## Aim:
Find each line in the records below that contains the word "water" and copy it out. Matching is case-sensitive.

## Extracted records:
------------------------------------
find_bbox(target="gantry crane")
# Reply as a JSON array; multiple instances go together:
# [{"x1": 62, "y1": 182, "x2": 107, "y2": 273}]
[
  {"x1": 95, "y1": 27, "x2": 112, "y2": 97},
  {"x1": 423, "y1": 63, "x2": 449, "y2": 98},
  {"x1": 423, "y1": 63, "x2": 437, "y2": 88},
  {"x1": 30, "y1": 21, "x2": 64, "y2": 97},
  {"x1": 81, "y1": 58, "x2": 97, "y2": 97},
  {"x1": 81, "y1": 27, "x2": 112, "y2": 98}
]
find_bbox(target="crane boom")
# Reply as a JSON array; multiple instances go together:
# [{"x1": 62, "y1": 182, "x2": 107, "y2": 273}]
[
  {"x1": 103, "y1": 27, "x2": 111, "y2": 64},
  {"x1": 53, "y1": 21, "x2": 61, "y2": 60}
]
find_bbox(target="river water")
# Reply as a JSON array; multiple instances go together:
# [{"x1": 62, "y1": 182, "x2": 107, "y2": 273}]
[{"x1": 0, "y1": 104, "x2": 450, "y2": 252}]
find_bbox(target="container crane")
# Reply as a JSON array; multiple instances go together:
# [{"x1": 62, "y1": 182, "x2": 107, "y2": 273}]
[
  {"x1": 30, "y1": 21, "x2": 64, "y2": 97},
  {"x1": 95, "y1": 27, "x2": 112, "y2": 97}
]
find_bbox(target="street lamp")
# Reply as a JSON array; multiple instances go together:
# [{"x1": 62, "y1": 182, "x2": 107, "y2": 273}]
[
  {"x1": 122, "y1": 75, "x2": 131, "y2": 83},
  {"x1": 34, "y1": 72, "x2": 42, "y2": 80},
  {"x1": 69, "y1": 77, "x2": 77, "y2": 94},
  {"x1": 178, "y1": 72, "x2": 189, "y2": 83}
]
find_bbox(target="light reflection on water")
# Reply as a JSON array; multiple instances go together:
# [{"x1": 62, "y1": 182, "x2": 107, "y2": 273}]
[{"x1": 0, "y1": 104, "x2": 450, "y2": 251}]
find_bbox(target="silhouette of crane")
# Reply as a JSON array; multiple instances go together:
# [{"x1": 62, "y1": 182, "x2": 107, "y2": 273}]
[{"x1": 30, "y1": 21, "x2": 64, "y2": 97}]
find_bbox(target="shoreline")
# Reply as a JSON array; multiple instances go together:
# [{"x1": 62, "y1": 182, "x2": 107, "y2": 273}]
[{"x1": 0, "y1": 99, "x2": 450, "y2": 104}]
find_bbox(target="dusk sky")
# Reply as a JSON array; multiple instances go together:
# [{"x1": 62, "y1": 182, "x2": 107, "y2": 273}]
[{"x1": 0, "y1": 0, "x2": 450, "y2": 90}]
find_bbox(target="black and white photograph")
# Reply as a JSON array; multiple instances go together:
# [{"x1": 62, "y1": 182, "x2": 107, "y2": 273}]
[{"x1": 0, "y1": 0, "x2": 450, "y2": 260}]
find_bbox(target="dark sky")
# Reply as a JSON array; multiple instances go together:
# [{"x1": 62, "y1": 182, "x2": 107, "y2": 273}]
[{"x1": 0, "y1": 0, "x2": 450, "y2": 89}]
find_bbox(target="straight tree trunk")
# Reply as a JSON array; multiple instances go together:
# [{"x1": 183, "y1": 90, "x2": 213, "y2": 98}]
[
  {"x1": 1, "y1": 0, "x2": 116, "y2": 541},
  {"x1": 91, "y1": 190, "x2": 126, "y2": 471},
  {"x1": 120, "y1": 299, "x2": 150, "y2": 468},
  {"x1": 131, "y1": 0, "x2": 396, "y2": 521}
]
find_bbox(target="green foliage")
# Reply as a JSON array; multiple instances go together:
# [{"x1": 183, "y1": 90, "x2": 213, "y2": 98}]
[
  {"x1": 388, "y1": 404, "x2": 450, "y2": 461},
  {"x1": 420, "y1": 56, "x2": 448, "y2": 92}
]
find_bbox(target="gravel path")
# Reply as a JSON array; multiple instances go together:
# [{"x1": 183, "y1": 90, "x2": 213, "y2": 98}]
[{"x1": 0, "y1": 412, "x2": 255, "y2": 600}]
------------------------------------
## Final result:
find_bbox(target="river water")
find_bbox(target="light reflection on water")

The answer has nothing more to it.